# Directions:
Check each line of the entries below for the word "dormer", and copy the lines that have it.

# Listed records:
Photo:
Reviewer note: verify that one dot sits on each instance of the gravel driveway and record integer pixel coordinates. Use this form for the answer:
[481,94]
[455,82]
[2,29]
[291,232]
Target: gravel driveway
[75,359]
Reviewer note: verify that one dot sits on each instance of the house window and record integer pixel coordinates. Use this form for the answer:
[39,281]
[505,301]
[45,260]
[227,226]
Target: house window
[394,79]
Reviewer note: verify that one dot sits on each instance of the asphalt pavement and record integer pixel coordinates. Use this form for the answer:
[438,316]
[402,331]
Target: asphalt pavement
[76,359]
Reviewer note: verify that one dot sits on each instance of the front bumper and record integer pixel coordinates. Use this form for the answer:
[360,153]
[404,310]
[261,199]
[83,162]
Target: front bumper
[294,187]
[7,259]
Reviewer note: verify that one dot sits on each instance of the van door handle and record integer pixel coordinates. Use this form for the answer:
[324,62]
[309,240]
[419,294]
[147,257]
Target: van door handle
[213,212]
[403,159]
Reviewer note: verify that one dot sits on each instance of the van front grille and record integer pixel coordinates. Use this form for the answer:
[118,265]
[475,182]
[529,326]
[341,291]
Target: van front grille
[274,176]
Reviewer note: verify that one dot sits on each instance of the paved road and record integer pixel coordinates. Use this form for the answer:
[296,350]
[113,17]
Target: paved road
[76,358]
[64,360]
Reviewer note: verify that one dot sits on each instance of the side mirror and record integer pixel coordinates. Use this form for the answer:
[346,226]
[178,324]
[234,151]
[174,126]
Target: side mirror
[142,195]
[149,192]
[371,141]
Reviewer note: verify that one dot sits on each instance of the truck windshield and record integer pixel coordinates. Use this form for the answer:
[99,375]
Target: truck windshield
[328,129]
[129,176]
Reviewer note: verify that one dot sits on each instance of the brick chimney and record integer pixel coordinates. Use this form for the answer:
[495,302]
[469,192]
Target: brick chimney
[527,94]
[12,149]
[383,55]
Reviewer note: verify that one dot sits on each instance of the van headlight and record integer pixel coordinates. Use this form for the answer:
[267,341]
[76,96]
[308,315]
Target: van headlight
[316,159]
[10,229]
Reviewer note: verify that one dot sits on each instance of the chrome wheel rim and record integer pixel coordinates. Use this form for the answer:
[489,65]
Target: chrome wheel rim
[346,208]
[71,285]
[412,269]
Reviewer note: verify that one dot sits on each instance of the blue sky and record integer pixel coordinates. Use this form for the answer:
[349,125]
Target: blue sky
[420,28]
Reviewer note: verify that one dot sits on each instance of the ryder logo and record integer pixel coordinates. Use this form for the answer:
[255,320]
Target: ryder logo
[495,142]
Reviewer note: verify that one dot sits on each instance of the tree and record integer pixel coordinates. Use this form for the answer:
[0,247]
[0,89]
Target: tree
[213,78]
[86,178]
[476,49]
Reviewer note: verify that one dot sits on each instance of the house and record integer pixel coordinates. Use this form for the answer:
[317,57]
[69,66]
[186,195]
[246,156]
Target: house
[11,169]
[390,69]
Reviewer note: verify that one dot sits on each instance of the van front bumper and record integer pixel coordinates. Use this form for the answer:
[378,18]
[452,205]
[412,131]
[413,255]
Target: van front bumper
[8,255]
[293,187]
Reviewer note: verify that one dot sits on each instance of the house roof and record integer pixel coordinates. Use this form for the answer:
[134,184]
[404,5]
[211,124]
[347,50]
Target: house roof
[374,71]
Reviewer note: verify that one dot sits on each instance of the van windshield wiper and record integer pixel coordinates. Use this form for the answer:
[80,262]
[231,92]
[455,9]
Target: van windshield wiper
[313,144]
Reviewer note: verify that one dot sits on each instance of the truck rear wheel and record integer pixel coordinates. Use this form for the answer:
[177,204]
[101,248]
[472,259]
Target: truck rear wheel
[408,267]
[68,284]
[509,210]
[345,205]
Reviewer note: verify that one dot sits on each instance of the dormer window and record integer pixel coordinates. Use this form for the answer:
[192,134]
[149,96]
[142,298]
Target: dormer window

# Solution:
Reviewer note: verify that one dot sits on each instance of the dormer window and record integer pixel coordinates. Use this form for the answer:
Target: dormer window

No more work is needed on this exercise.